REQUEST: Copy the records from the line containing "Note: pick out each instance of the blue headband" through the end, both included, with "pick out" changed to "locate" and nothing else altered.
• • • • •
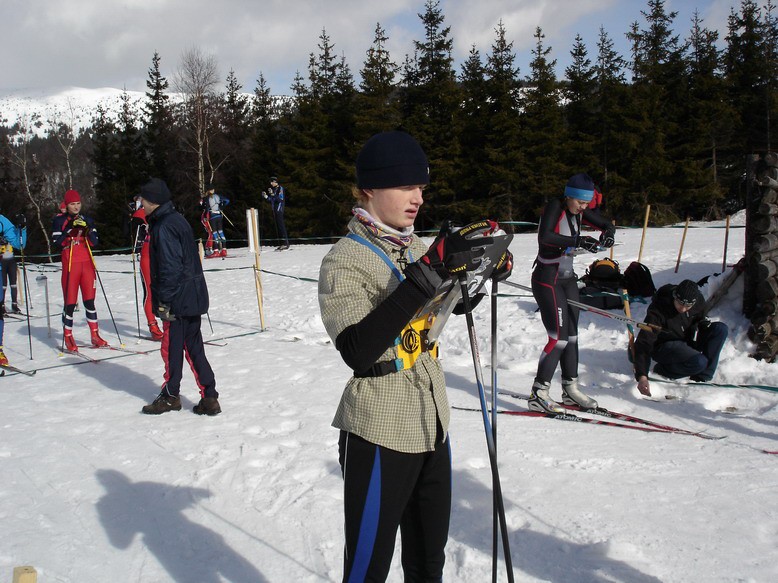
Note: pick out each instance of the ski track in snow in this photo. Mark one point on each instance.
(93, 490)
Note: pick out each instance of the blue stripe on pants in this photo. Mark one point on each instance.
(369, 525)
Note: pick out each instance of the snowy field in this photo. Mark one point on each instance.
(94, 491)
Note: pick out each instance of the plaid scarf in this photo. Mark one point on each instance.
(400, 238)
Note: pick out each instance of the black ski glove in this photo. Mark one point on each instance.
(450, 254)
(607, 237)
(163, 311)
(589, 243)
(504, 267)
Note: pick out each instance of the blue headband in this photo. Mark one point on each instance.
(579, 193)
• • • • •
REPLY:
Note: locate each instance of the blue headband in this photo. Mark one point on each instance.
(579, 193)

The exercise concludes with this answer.